» Source:
Ableton vs FL Studio: wondering which one is right for you? If you’re new to electronic music production, these are two of the most popular DAWs – the beating heart of the producer’s studio.
These two are great options (we use both in EDM Foundations), and as someone who has used them extensively over the years, in this guide I’ll help you decide which is better for you. We’ll cover:
For clarity, we’ve broken this article down into five parts.
Remember, there is no universal best DAW, only the one that’s right for you. So, let’s break them down! 👇
Ableton vs FL Studio: Features
The features are every music producer’s favorite part:
Features are what make music production fun and enjoyable. If you are looking at committing to a DAW, features are a crucial part. Depending on your goals and workflow, different feature sets can make a big difference.
FL Studio: Feature Packed
|Fruity Edition||Writing Loops and Melodies|
|Producer Edition||Fully-fledged software with full export capability|
|Signature Edition||Full software plus extra plugins|
|All Plugins Bundle||All plugins included made by Image-Line|
A killer feature of FL Studio is the versatility of its layout.
Want a mixer and step-sequencer on one monitor and arrangement on another? Easy. Need to see 5 different plugins and the playlist simultaneously? No problem.
The main difference that sets FL Studio and Ableton Live apart is that not all sounds are bound to an individual mixer channel.
It automatically assigns them in version 20, but you can still mix and match so that multiple sounds and instruments can be sent to the same mixer channel.
The same goes for the playlist (i.e. where your song or loop plays). You can assign each sound to a track in the timeline, or you can put patterns wherever the heck you want:
One other major difference between the features of FL and Ableton is the plugins.
Both include an array of instruments and effects, but FL Studio definitely wins in the quantity game. Harmor, for example, is an insanely powerful synth that has years of development behind it. Ableton Live, with instruments like Drift, is only just starting to catch up.
There are also so many damn effects in FL Studio, and it breaks them down nicely into categories when you go to load them in.

» Given instruction:
From the Ableton vs FL Studio comparison, extract everything from "Ableton vs FL Studio: wondering" down to "the producer’s studio.", copying it word for word.

» Collected data entries:

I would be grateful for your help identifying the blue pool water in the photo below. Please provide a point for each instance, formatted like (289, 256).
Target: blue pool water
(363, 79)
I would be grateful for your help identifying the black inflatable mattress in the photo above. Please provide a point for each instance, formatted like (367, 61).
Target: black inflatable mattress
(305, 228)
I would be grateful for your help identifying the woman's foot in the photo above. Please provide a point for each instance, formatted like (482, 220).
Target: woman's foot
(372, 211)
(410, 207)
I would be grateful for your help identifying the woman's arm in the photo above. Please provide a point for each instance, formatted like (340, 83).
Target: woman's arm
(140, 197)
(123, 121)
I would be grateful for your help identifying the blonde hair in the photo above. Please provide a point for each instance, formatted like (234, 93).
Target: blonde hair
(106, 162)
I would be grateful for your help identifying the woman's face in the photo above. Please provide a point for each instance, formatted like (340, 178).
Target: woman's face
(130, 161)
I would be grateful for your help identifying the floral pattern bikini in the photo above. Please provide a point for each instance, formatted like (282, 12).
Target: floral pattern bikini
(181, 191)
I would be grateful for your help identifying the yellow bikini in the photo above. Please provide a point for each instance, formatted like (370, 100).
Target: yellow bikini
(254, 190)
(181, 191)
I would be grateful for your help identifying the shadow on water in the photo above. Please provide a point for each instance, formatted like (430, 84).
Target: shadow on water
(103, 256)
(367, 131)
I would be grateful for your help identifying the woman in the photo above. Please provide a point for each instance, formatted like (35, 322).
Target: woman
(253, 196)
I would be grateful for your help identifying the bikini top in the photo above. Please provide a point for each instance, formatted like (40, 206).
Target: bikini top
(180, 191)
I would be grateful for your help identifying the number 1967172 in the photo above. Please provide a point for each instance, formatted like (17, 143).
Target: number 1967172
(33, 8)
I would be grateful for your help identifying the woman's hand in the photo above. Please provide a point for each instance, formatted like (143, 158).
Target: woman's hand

» Task answer:
Ableton vs FL Studio: wondering which one is right for you? If you’re new to electronic music production, these are two of the most popular DAWs – the beating heart of the producer’s studio.